■ **Stored records**
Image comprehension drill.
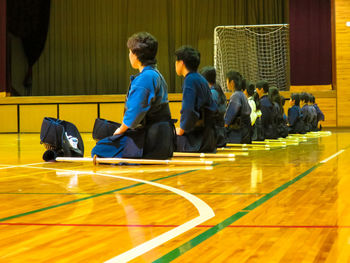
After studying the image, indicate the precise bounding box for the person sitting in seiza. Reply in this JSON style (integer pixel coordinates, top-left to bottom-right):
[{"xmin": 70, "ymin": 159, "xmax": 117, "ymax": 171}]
[
  {"xmin": 224, "ymin": 71, "xmax": 252, "ymax": 144},
  {"xmin": 300, "ymin": 92, "xmax": 313, "ymax": 133},
  {"xmin": 288, "ymin": 93, "xmax": 305, "ymax": 134},
  {"xmin": 91, "ymin": 32, "xmax": 175, "ymax": 160},
  {"xmin": 244, "ymin": 82, "xmax": 264, "ymax": 141},
  {"xmin": 175, "ymin": 46, "xmax": 218, "ymax": 153},
  {"xmin": 268, "ymin": 86, "xmax": 288, "ymax": 138},
  {"xmin": 307, "ymin": 93, "xmax": 318, "ymax": 131},
  {"xmin": 256, "ymin": 80, "xmax": 275, "ymax": 139},
  {"xmin": 200, "ymin": 66, "xmax": 227, "ymax": 126},
  {"xmin": 200, "ymin": 66, "xmax": 227, "ymax": 147}
]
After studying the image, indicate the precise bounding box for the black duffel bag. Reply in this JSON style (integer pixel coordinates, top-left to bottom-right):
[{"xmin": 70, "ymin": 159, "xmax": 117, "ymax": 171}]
[{"xmin": 40, "ymin": 117, "xmax": 84, "ymax": 161}]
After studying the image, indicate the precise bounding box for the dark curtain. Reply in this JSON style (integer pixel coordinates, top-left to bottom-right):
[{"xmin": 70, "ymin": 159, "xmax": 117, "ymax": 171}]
[
  {"xmin": 289, "ymin": 0, "xmax": 332, "ymax": 85},
  {"xmin": 7, "ymin": 0, "xmax": 51, "ymax": 94},
  {"xmin": 0, "ymin": 0, "xmax": 6, "ymax": 93},
  {"xmin": 32, "ymin": 0, "xmax": 288, "ymax": 95}
]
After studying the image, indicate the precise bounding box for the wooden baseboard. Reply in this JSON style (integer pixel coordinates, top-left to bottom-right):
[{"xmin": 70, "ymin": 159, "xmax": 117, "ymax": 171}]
[{"xmin": 290, "ymin": 85, "xmax": 333, "ymax": 92}]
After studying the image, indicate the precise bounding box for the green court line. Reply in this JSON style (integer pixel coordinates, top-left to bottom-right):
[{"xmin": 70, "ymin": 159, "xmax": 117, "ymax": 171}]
[
  {"xmin": 153, "ymin": 162, "xmax": 326, "ymax": 262},
  {"xmin": 0, "ymin": 169, "xmax": 196, "ymax": 222},
  {"xmin": 242, "ymin": 164, "xmax": 321, "ymax": 211}
]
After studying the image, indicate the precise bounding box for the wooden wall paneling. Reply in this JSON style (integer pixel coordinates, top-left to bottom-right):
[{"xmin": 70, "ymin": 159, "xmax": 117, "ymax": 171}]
[
  {"xmin": 0, "ymin": 105, "xmax": 17, "ymax": 132},
  {"xmin": 99, "ymin": 103, "xmax": 124, "ymax": 124},
  {"xmin": 20, "ymin": 105, "xmax": 57, "ymax": 132},
  {"xmin": 335, "ymin": 0, "xmax": 350, "ymax": 126},
  {"xmin": 59, "ymin": 104, "xmax": 98, "ymax": 132}
]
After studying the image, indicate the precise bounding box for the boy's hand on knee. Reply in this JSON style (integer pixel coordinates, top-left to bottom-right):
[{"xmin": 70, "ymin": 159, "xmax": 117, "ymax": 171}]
[
  {"xmin": 113, "ymin": 123, "xmax": 128, "ymax": 135},
  {"xmin": 113, "ymin": 128, "xmax": 122, "ymax": 135},
  {"xmin": 176, "ymin": 127, "xmax": 185, "ymax": 136}
]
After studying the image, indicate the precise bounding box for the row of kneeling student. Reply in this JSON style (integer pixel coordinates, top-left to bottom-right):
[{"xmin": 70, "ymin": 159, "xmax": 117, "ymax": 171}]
[
  {"xmin": 92, "ymin": 32, "xmax": 325, "ymax": 159},
  {"xmin": 200, "ymin": 69, "xmax": 325, "ymax": 147},
  {"xmin": 92, "ymin": 32, "xmax": 218, "ymax": 160},
  {"xmin": 41, "ymin": 31, "xmax": 325, "ymax": 161}
]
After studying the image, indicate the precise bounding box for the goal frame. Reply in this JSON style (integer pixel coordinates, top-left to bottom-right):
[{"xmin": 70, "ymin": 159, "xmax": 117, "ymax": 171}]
[{"xmin": 214, "ymin": 24, "xmax": 290, "ymax": 91}]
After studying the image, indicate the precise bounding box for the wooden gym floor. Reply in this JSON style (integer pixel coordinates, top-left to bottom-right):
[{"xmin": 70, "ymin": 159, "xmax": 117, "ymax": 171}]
[{"xmin": 0, "ymin": 131, "xmax": 350, "ymax": 262}]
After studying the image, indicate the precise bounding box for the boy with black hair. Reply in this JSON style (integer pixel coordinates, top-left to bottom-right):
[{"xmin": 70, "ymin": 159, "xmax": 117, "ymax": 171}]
[
  {"xmin": 200, "ymin": 66, "xmax": 227, "ymax": 147},
  {"xmin": 200, "ymin": 66, "xmax": 227, "ymax": 126},
  {"xmin": 308, "ymin": 93, "xmax": 318, "ymax": 131},
  {"xmin": 256, "ymin": 80, "xmax": 275, "ymax": 139},
  {"xmin": 288, "ymin": 93, "xmax": 305, "ymax": 134},
  {"xmin": 175, "ymin": 46, "xmax": 218, "ymax": 152},
  {"xmin": 280, "ymin": 95, "xmax": 288, "ymax": 124},
  {"xmin": 269, "ymin": 87, "xmax": 288, "ymax": 138},
  {"xmin": 246, "ymin": 82, "xmax": 264, "ymax": 141},
  {"xmin": 310, "ymin": 94, "xmax": 325, "ymax": 130},
  {"xmin": 224, "ymin": 71, "xmax": 252, "ymax": 143},
  {"xmin": 245, "ymin": 82, "xmax": 261, "ymax": 127},
  {"xmin": 91, "ymin": 32, "xmax": 175, "ymax": 160},
  {"xmin": 300, "ymin": 92, "xmax": 313, "ymax": 132}
]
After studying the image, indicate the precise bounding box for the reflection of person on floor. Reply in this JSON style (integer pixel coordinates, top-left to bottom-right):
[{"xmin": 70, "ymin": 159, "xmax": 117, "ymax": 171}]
[
  {"xmin": 91, "ymin": 32, "xmax": 175, "ymax": 159},
  {"xmin": 250, "ymin": 162, "xmax": 262, "ymax": 191},
  {"xmin": 114, "ymin": 193, "xmax": 150, "ymax": 260}
]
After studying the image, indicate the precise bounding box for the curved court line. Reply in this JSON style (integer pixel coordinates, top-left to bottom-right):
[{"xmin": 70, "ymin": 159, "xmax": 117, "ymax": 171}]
[
  {"xmin": 95, "ymin": 172, "xmax": 215, "ymax": 263},
  {"xmin": 0, "ymin": 162, "xmax": 46, "ymax": 170},
  {"xmin": 154, "ymin": 147, "xmax": 348, "ymax": 262},
  {"xmin": 21, "ymin": 165, "xmax": 215, "ymax": 263}
]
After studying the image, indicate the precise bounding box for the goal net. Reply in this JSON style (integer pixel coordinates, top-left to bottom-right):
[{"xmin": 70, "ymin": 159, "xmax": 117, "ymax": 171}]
[{"xmin": 214, "ymin": 24, "xmax": 290, "ymax": 91}]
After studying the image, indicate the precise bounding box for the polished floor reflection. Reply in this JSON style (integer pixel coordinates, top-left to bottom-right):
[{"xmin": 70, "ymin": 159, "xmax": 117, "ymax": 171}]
[{"xmin": 0, "ymin": 131, "xmax": 349, "ymax": 262}]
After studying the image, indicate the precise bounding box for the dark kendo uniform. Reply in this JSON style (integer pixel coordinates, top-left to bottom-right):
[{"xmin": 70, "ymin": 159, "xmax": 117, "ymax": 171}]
[
  {"xmin": 91, "ymin": 65, "xmax": 175, "ymax": 159},
  {"xmin": 176, "ymin": 72, "xmax": 218, "ymax": 153},
  {"xmin": 288, "ymin": 105, "xmax": 305, "ymax": 134},
  {"xmin": 313, "ymin": 103, "xmax": 325, "ymax": 130},
  {"xmin": 308, "ymin": 105, "xmax": 318, "ymax": 131},
  {"xmin": 224, "ymin": 91, "xmax": 252, "ymax": 144},
  {"xmin": 210, "ymin": 85, "xmax": 227, "ymax": 147},
  {"xmin": 301, "ymin": 104, "xmax": 312, "ymax": 133},
  {"xmin": 272, "ymin": 102, "xmax": 288, "ymax": 138},
  {"xmin": 260, "ymin": 95, "xmax": 277, "ymax": 139}
]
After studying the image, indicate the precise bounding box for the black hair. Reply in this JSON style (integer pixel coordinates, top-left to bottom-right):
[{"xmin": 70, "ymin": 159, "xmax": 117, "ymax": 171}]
[
  {"xmin": 300, "ymin": 92, "xmax": 310, "ymax": 103},
  {"xmin": 281, "ymin": 95, "xmax": 286, "ymax": 106},
  {"xmin": 310, "ymin": 94, "xmax": 315, "ymax": 104},
  {"xmin": 253, "ymin": 92, "xmax": 261, "ymax": 110},
  {"xmin": 127, "ymin": 32, "xmax": 158, "ymax": 66},
  {"xmin": 269, "ymin": 86, "xmax": 283, "ymax": 114},
  {"xmin": 200, "ymin": 66, "xmax": 216, "ymax": 85},
  {"xmin": 246, "ymin": 82, "xmax": 255, "ymax": 97},
  {"xmin": 241, "ymin": 79, "xmax": 248, "ymax": 91},
  {"xmin": 200, "ymin": 66, "xmax": 226, "ymax": 105},
  {"xmin": 256, "ymin": 80, "xmax": 269, "ymax": 93},
  {"xmin": 291, "ymin": 93, "xmax": 300, "ymax": 106},
  {"xmin": 175, "ymin": 46, "xmax": 200, "ymax": 72},
  {"xmin": 226, "ymin": 70, "xmax": 242, "ymax": 91},
  {"xmin": 212, "ymin": 83, "xmax": 227, "ymax": 106}
]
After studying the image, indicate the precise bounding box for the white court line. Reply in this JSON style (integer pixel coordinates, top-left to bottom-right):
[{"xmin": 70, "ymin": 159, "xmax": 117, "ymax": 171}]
[
  {"xmin": 320, "ymin": 150, "xmax": 345, "ymax": 164},
  {"xmin": 24, "ymin": 165, "xmax": 215, "ymax": 263},
  {"xmin": 0, "ymin": 162, "xmax": 46, "ymax": 170}
]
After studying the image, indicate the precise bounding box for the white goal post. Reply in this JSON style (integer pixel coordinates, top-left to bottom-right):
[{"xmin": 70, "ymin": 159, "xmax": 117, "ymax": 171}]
[{"xmin": 214, "ymin": 24, "xmax": 290, "ymax": 91}]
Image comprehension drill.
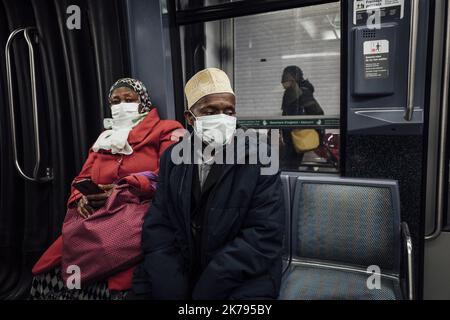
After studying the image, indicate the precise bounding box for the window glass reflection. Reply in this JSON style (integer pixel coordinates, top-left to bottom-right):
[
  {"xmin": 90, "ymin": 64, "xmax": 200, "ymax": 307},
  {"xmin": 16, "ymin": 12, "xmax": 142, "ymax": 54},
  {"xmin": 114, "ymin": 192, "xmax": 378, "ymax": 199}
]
[
  {"xmin": 234, "ymin": 3, "xmax": 340, "ymax": 117},
  {"xmin": 180, "ymin": 2, "xmax": 341, "ymax": 172}
]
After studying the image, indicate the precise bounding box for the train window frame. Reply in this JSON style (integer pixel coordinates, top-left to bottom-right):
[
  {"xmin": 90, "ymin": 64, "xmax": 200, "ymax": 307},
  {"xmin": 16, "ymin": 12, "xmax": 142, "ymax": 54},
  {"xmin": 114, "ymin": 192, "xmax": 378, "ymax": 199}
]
[
  {"xmin": 176, "ymin": 0, "xmax": 245, "ymax": 11},
  {"xmin": 168, "ymin": 0, "xmax": 345, "ymax": 173}
]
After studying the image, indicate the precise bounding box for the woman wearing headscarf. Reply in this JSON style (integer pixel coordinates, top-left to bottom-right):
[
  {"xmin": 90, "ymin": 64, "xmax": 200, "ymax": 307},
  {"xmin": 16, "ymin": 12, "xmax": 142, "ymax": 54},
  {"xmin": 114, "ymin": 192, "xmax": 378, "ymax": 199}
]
[
  {"xmin": 29, "ymin": 78, "xmax": 184, "ymax": 300},
  {"xmin": 281, "ymin": 66, "xmax": 324, "ymax": 169}
]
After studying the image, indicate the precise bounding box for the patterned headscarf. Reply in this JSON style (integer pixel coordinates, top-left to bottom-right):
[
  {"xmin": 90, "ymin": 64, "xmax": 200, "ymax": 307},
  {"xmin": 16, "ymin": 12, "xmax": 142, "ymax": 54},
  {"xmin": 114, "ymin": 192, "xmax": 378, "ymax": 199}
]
[{"xmin": 108, "ymin": 78, "xmax": 153, "ymax": 113}]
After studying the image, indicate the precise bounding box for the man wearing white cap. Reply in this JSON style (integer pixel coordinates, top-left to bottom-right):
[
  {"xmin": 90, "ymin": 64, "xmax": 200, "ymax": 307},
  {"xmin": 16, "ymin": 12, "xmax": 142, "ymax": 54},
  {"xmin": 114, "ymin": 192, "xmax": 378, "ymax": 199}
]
[{"xmin": 130, "ymin": 68, "xmax": 284, "ymax": 300}]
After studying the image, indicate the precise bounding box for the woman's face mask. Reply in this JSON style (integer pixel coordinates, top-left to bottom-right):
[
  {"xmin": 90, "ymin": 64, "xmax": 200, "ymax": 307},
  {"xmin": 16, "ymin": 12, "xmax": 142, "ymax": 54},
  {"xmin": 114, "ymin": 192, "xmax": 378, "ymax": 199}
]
[
  {"xmin": 111, "ymin": 102, "xmax": 140, "ymax": 119},
  {"xmin": 105, "ymin": 102, "xmax": 141, "ymax": 130},
  {"xmin": 190, "ymin": 112, "xmax": 237, "ymax": 147}
]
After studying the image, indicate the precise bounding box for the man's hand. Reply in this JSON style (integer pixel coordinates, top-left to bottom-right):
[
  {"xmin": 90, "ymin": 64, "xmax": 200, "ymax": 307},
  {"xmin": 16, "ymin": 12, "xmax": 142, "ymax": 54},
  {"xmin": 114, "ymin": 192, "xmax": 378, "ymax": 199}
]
[{"xmin": 77, "ymin": 184, "xmax": 116, "ymax": 218}]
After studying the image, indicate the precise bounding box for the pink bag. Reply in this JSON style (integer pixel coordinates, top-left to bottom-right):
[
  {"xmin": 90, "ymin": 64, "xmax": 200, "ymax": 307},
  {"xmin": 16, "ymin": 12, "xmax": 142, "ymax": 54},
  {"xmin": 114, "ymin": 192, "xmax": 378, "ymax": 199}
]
[{"xmin": 61, "ymin": 184, "xmax": 151, "ymax": 286}]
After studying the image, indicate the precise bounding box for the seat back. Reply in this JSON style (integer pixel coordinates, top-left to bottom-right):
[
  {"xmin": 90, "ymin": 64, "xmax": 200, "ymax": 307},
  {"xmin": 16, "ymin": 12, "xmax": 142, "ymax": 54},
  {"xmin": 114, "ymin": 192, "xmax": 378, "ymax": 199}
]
[{"xmin": 291, "ymin": 176, "xmax": 401, "ymax": 275}]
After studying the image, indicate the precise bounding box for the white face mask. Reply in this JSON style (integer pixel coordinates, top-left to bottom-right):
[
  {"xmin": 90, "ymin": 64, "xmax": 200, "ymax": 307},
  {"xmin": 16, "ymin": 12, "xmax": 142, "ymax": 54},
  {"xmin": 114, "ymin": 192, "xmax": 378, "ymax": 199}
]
[
  {"xmin": 111, "ymin": 102, "xmax": 140, "ymax": 118},
  {"xmin": 191, "ymin": 112, "xmax": 237, "ymax": 146},
  {"xmin": 105, "ymin": 102, "xmax": 141, "ymax": 130}
]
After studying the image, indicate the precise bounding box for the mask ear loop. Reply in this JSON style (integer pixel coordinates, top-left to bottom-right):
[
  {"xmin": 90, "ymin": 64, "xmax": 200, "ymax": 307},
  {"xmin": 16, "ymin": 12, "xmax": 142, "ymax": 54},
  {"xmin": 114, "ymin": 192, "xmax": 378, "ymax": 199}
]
[
  {"xmin": 189, "ymin": 110, "xmax": 198, "ymax": 121},
  {"xmin": 189, "ymin": 110, "xmax": 199, "ymax": 133}
]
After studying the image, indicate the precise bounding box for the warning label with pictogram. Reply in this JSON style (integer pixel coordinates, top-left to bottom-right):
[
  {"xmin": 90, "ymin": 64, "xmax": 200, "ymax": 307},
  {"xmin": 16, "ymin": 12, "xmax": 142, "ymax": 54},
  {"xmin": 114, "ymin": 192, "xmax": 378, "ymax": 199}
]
[{"xmin": 363, "ymin": 40, "xmax": 390, "ymax": 79}]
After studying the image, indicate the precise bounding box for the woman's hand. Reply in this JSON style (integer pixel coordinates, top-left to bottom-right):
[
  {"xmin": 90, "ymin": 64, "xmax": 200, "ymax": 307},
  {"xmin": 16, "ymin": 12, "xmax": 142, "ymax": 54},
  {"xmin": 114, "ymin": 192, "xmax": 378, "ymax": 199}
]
[
  {"xmin": 77, "ymin": 196, "xmax": 94, "ymax": 219},
  {"xmin": 99, "ymin": 184, "xmax": 117, "ymax": 196},
  {"xmin": 85, "ymin": 184, "xmax": 117, "ymax": 210},
  {"xmin": 76, "ymin": 184, "xmax": 116, "ymax": 218}
]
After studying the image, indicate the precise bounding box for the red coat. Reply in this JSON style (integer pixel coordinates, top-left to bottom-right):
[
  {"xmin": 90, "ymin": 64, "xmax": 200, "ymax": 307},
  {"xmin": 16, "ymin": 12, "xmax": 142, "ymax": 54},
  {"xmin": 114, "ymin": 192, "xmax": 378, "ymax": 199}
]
[{"xmin": 32, "ymin": 108, "xmax": 184, "ymax": 291}]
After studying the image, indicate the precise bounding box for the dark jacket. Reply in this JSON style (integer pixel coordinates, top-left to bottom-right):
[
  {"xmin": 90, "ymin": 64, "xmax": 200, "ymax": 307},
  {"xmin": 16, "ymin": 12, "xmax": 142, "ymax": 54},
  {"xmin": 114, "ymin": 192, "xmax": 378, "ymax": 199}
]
[{"xmin": 131, "ymin": 135, "xmax": 285, "ymax": 300}]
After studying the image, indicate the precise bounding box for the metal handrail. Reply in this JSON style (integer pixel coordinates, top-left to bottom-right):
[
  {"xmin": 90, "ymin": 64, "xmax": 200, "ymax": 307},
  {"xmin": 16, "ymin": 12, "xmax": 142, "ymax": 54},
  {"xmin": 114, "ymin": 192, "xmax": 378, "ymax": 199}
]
[
  {"xmin": 5, "ymin": 27, "xmax": 53, "ymax": 183},
  {"xmin": 402, "ymin": 222, "xmax": 414, "ymax": 300},
  {"xmin": 405, "ymin": 0, "xmax": 420, "ymax": 121}
]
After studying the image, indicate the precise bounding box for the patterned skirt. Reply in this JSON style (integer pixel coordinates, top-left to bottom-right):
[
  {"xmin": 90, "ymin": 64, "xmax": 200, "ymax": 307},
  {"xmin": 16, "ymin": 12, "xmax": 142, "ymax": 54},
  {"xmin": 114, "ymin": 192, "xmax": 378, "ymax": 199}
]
[{"xmin": 29, "ymin": 267, "xmax": 128, "ymax": 300}]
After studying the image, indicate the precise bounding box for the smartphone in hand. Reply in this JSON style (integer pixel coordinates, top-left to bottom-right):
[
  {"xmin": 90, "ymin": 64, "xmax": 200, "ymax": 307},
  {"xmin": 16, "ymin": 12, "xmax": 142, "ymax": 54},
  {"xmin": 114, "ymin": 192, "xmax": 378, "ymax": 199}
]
[{"xmin": 73, "ymin": 179, "xmax": 105, "ymax": 196}]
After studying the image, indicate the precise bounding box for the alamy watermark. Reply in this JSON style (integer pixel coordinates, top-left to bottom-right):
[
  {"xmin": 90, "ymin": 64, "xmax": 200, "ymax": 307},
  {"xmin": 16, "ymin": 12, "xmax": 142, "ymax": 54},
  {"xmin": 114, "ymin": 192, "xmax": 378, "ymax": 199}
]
[
  {"xmin": 66, "ymin": 265, "xmax": 81, "ymax": 290},
  {"xmin": 170, "ymin": 128, "xmax": 280, "ymax": 176},
  {"xmin": 366, "ymin": 8, "xmax": 381, "ymax": 30},
  {"xmin": 366, "ymin": 265, "xmax": 382, "ymax": 290},
  {"xmin": 66, "ymin": 5, "xmax": 81, "ymax": 30},
  {"xmin": 63, "ymin": 264, "xmax": 382, "ymax": 293}
]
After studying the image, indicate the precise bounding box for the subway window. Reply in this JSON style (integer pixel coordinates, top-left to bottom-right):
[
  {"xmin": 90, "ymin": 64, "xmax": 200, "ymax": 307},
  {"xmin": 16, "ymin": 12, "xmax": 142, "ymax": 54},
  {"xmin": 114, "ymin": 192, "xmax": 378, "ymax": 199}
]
[{"xmin": 179, "ymin": 2, "xmax": 341, "ymax": 172}]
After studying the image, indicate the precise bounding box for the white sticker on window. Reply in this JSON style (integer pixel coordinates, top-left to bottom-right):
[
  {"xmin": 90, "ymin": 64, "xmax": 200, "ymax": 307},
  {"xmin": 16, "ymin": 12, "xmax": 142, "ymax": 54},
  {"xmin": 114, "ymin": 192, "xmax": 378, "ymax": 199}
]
[{"xmin": 354, "ymin": 0, "xmax": 404, "ymax": 25}]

■ **WHAT IS BEING ASKED**
Each line of the data that contains "woman" belongs in the answer.

■ **THE COMPLETED TASK**
After studying the image, indicate the precise bounding box for the woman wearing headscarf. Reply in this JSON style (integer pixel coordinates, top-left to bottom-right):
After studying the image, indicate the precise bounding box for the woman's face mask. Reply in this JSON style (integer pixel coordinates, top-left to bottom-right):
After studying the image, indicate the precise bounding box for the woman's hand. Reply in this JSON style (integer pixel coordinates, top-left to bottom-right):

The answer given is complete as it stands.